Aim of the exercise » Reproduce every one of the following entries word for word, in the same order and with the same line breaks.

Source records »
○ ○ ○ ○

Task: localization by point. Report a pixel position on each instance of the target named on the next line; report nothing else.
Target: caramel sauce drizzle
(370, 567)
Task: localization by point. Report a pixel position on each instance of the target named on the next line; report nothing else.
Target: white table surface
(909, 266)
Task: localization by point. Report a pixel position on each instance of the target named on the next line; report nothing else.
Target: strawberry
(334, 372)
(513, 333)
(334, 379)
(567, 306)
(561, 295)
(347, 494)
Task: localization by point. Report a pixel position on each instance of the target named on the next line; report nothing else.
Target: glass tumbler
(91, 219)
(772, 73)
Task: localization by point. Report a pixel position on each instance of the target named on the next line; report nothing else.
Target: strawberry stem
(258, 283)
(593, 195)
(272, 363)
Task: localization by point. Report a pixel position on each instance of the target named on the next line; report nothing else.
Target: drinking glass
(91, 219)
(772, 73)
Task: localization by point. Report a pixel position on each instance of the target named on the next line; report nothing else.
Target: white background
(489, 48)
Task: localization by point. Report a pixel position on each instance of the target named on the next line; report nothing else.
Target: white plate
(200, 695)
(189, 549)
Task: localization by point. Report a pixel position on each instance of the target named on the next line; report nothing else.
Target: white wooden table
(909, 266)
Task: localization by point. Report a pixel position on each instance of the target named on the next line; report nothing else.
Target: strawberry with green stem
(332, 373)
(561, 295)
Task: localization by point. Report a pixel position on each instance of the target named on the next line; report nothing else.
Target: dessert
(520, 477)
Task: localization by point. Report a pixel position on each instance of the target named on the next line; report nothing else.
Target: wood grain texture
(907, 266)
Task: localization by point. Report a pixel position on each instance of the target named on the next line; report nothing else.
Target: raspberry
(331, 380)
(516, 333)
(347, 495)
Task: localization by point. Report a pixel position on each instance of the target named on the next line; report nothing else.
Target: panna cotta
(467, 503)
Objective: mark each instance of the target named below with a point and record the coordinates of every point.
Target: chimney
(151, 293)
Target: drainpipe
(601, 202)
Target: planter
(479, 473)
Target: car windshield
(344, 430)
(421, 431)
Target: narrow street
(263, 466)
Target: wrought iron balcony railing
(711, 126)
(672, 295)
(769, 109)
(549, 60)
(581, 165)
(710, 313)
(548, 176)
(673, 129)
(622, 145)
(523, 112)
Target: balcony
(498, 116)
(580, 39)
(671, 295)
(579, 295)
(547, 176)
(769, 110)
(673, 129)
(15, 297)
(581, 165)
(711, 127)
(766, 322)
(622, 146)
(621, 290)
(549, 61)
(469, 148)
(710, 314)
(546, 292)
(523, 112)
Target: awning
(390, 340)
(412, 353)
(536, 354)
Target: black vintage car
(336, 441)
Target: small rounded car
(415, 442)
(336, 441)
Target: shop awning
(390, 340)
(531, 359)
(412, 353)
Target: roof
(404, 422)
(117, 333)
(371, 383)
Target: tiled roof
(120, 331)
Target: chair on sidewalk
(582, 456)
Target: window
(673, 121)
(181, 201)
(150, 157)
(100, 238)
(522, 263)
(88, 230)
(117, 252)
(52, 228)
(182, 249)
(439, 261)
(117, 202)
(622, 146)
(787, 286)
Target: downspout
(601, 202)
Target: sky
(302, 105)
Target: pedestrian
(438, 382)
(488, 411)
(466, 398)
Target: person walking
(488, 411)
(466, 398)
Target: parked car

○ ○ ○ ○

Correct answer »
Task: localization by point. Report a pixel position on each instance of the target named on the next line; report nothing else.
Target: caramel sauce drizzle
(370, 567)
Task: localization by point. Report a pixel position on each instance of the target named on the next line; report nothing else.
Target: white table surface
(909, 266)
Task: localization by point. Report a pixel position on each instance of the target named on the next line; report nothing else.
Target: strawberry
(334, 372)
(513, 333)
(334, 379)
(567, 306)
(561, 295)
(347, 494)
Task: localization by point. Report a pixel position on each instance of the target named on the next line; report nothing else.
Target: glass tumbler
(91, 219)
(772, 73)
Task: localization by point. Report a pixel position on each instance of the target named on the next line; report nothing else.
Target: strawberry stem
(258, 283)
(593, 195)
(272, 363)
Task: localization by point. Report a pixel position on each instance of the target named on the next line; report nothing else.
Target: drinking glass
(91, 219)
(772, 73)
Task: localization by point. Report a pixel position on each instance of the target named on the next line; report nothing else.
Target: white background
(489, 48)
Task: localization by point. Report a pixel position on each instance of the target named on the next line; report nothing else.
Target: white plate
(200, 695)
(189, 549)
Task: localization by point. Report a pixel position on each instance of the target named on the next line; report nothing else.
Target: white wooden table
(909, 266)
Task: localization by point. Report a pixel position on each instance of the target named on the next line; report nothing else.
Target: strawberry with green stem
(332, 373)
(561, 295)
Task: localization by point. Report a pixel position on each instance of the target named on the next line; report nothing else.
Target: dessert
(520, 477)
Task: localization by point. Report a pixel position on each instance of the target named on the next line; report nothing else.
Target: wood grain texture
(907, 266)
Task: localization by point. Report a pixel position on each instance of the target named on the next line; report nothing else.
Target: raspberry
(331, 380)
(516, 333)
(347, 495)
Task: localization by point. Report a pixel position on each instance of the target named on the next line; report nothing else.
Target: panna cotta
(467, 503)
Objective: mark each instance of the target named below with a point and record the coordinates of every point.
Target: chimney
(151, 293)
Target: drainpipe
(601, 202)
Target: planter
(479, 473)
Target: car windshield
(344, 430)
(421, 431)
Target: narrow street
(263, 466)
Target: wrought iron balcony railing
(711, 126)
(672, 295)
(769, 109)
(549, 60)
(581, 165)
(710, 313)
(548, 176)
(673, 129)
(622, 145)
(523, 112)
Target: balcony
(498, 116)
(580, 39)
(671, 295)
(579, 295)
(547, 176)
(769, 110)
(673, 129)
(15, 297)
(581, 165)
(711, 127)
(766, 322)
(622, 146)
(621, 290)
(549, 61)
(469, 148)
(710, 314)
(546, 292)
(523, 112)
Target: awning
(390, 340)
(412, 353)
(536, 354)
Target: black vintage car
(336, 441)
Target: small rounded car
(415, 442)
(336, 441)
Target: shop awning
(390, 340)
(531, 359)
(412, 353)
Target: roof
(404, 422)
(117, 333)
(371, 383)
Target: tiled roof
(120, 331)
Target: chair on sidewalk
(582, 456)
Target: window
(673, 121)
(181, 201)
(150, 157)
(100, 238)
(522, 263)
(88, 230)
(117, 252)
(52, 228)
(182, 249)
(439, 261)
(117, 202)
(622, 146)
(787, 286)
Target: downspout
(601, 202)
Target: sky
(302, 105)
Target: pedestrian
(438, 382)
(488, 411)
(466, 398)
Target: person walking
(488, 411)
(466, 398)
Target: parked car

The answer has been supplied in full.